--- START ---
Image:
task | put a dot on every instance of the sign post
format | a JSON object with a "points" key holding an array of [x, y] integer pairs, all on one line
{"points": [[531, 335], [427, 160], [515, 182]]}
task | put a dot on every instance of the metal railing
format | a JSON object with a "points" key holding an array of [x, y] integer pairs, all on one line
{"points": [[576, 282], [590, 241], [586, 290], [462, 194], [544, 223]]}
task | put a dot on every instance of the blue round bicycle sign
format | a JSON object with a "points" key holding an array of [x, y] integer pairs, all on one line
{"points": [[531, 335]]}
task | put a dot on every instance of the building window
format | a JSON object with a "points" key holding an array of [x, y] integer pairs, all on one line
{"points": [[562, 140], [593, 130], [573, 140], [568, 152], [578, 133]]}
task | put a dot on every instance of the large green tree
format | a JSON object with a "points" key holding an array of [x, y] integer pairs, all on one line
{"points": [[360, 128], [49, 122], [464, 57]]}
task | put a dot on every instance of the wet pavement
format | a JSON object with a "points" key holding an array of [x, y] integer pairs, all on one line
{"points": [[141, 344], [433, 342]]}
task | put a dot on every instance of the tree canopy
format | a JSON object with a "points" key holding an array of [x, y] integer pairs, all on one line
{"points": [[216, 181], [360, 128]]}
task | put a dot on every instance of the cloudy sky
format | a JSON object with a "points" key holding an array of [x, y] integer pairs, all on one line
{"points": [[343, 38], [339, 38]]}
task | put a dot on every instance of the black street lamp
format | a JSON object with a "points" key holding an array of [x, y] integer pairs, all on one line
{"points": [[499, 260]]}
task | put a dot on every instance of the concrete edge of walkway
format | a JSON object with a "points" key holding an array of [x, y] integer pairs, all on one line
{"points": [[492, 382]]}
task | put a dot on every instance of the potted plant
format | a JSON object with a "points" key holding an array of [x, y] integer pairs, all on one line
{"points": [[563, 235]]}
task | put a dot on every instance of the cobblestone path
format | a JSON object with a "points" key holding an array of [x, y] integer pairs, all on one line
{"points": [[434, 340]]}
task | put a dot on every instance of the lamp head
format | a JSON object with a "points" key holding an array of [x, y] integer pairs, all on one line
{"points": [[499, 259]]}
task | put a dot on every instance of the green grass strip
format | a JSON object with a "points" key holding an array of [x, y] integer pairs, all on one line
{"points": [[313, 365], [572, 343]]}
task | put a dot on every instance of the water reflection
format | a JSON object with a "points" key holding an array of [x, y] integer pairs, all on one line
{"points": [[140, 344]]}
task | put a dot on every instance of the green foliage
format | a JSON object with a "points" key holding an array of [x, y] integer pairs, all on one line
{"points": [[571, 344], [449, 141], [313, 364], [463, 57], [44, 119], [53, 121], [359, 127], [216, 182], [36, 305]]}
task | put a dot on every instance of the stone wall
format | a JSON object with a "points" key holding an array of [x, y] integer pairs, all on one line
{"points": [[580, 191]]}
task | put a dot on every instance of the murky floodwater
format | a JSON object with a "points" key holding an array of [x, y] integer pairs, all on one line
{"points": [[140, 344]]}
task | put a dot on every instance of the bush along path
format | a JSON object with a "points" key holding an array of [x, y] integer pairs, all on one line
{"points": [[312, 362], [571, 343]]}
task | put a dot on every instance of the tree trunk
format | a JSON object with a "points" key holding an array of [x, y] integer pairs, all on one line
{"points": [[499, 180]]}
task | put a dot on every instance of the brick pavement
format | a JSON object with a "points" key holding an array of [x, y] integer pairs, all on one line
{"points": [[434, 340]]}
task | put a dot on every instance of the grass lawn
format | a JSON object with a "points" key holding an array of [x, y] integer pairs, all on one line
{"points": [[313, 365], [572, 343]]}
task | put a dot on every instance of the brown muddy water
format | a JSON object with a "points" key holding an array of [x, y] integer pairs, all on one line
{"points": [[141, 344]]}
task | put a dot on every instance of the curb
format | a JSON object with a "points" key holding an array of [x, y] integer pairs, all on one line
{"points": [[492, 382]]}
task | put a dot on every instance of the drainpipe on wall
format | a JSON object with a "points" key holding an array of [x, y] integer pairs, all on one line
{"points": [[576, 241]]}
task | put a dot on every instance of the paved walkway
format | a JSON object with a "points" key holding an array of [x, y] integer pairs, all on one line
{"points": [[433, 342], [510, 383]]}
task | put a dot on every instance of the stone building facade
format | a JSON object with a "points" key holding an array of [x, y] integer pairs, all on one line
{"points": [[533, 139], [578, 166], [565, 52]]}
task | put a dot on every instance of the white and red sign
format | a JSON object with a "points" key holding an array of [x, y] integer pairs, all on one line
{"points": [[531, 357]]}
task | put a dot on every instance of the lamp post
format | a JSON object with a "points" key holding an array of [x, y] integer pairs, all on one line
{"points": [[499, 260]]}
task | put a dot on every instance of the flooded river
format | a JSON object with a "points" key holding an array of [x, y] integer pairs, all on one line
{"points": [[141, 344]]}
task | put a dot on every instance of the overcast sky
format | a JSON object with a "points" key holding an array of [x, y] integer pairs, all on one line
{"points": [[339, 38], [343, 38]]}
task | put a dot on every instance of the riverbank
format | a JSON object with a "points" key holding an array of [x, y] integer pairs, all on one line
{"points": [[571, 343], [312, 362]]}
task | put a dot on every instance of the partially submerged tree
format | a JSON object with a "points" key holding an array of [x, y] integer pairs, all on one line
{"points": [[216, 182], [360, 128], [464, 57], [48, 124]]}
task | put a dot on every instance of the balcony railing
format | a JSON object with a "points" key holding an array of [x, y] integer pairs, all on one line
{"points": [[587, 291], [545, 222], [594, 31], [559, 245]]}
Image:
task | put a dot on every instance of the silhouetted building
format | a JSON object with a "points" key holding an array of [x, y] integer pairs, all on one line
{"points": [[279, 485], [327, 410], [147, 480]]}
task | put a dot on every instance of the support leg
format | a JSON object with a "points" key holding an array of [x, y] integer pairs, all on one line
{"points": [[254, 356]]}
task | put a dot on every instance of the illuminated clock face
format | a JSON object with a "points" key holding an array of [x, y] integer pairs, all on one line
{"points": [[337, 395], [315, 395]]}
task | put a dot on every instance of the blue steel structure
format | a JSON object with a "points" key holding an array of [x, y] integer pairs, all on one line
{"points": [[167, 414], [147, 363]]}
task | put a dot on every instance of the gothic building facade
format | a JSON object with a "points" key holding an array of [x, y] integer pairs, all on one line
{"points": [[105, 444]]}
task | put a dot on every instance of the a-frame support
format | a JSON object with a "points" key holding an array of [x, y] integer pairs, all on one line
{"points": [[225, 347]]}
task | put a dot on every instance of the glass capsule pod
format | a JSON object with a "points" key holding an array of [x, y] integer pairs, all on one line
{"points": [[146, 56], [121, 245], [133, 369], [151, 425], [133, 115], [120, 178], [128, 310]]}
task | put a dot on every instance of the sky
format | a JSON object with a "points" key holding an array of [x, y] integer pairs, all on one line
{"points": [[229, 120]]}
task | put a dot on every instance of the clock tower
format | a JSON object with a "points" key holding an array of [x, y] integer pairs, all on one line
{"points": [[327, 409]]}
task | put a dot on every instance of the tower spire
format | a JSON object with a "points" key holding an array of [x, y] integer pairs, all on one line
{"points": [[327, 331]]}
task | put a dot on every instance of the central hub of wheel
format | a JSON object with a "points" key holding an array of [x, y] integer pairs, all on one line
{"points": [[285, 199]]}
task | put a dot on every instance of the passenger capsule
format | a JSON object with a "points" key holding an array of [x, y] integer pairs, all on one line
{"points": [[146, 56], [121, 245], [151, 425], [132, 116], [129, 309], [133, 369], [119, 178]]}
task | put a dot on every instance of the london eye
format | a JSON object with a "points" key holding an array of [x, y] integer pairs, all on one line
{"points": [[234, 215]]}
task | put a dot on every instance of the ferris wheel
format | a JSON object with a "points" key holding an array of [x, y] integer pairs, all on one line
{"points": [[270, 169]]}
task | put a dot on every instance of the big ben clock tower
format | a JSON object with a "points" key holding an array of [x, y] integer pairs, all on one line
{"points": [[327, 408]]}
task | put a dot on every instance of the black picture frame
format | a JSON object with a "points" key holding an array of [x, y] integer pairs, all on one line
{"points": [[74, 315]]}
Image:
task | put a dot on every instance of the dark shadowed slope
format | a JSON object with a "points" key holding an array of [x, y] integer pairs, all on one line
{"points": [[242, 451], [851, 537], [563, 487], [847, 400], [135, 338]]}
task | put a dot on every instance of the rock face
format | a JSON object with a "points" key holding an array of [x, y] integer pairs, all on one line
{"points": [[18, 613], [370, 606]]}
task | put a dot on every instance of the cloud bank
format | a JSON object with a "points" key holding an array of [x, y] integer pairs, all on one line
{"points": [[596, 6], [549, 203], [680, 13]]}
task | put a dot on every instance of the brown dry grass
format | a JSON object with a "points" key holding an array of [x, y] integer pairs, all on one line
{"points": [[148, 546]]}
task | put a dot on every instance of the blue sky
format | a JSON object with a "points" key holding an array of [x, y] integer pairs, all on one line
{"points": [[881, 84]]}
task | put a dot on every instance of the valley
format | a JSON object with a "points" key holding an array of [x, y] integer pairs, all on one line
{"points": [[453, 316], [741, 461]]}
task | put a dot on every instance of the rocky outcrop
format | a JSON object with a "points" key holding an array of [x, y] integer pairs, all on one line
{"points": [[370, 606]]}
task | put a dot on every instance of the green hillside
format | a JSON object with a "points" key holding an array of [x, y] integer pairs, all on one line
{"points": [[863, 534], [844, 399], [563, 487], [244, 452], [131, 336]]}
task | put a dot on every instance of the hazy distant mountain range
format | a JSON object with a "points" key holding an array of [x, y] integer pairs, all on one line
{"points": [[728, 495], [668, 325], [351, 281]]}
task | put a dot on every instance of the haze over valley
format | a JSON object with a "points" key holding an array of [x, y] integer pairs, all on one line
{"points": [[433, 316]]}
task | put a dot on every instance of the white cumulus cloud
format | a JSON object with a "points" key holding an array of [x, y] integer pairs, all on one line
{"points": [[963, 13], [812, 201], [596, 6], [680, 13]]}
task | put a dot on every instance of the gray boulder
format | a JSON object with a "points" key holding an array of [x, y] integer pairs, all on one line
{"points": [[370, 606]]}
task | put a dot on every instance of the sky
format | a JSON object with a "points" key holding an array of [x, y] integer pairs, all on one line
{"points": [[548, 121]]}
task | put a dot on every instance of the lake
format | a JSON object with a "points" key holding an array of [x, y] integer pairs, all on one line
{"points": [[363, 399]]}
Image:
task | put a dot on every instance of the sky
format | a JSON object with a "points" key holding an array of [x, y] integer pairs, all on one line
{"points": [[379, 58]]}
--- END ---
Problem details :: Extract exactly and only the lines above from the line containing "task | put a dot on every instance of the cloudy" through the line containing "task | put a dot on every instance of the potted", both end lines included.

Written response ::
task | put a dot on every instance of the cloudy sky
format | a JSON object with a "points" key holding an array of [x, y] integer pairs, all on one line
{"points": [[343, 38], [339, 38]]}
task | put a dot on every instance of the black street lamp
format | a JSON object with a "points" key holding an array of [x, y] integer pairs, all on one line
{"points": [[499, 260]]}
task | put a dot on every instance of the concrete edge of walkway
format | a JSON object with a "points" key holding an array of [x, y] integer pairs, all on one line
{"points": [[492, 382]]}
task | put a dot on every instance of the potted plant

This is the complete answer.